**WRITTEN EXERCISE:**
Copy the records below from the line containing "Where can you spot the eye in" through the end of the records, requests included. Multiply every coordinate in the answers by 0.25 and round each result to a whole number, rounding halves up.

**DATASET ENTRIES:**
┄┄┄┄┄┄
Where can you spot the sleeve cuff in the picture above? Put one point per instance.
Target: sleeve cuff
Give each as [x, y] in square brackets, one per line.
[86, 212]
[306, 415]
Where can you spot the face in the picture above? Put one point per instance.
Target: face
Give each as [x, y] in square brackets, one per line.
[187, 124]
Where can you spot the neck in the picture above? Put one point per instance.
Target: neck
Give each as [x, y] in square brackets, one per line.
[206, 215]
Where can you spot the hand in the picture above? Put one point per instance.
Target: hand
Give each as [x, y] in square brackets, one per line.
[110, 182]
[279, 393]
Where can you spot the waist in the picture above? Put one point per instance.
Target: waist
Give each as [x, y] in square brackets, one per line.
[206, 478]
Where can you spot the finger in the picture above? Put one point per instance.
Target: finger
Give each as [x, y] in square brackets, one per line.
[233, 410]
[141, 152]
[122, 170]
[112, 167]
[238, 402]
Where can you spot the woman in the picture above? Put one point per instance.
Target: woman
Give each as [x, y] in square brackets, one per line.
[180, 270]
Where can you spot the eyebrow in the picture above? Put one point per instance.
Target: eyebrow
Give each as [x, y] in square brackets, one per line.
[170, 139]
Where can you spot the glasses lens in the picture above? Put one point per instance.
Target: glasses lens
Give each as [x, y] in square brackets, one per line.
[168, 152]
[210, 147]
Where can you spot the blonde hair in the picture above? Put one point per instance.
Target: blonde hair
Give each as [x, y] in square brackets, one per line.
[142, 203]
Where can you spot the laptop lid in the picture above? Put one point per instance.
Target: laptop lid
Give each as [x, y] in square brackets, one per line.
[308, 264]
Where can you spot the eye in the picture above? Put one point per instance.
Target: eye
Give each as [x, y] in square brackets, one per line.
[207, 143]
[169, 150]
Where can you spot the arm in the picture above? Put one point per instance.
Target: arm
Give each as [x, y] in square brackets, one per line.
┄┄┄┄┄┄
**WRITTEN ANSWER:**
Where can you spot the eye in the picture above? Put one point per instance.
Target: eye
Give each as [x, y] in square brackets, one per line.
[52, 36]
[42, 38]
Where can you spot the arm in the picture above? Put one point per instance.
Target: arm
Give each as [x, y] in square brackets, one per line.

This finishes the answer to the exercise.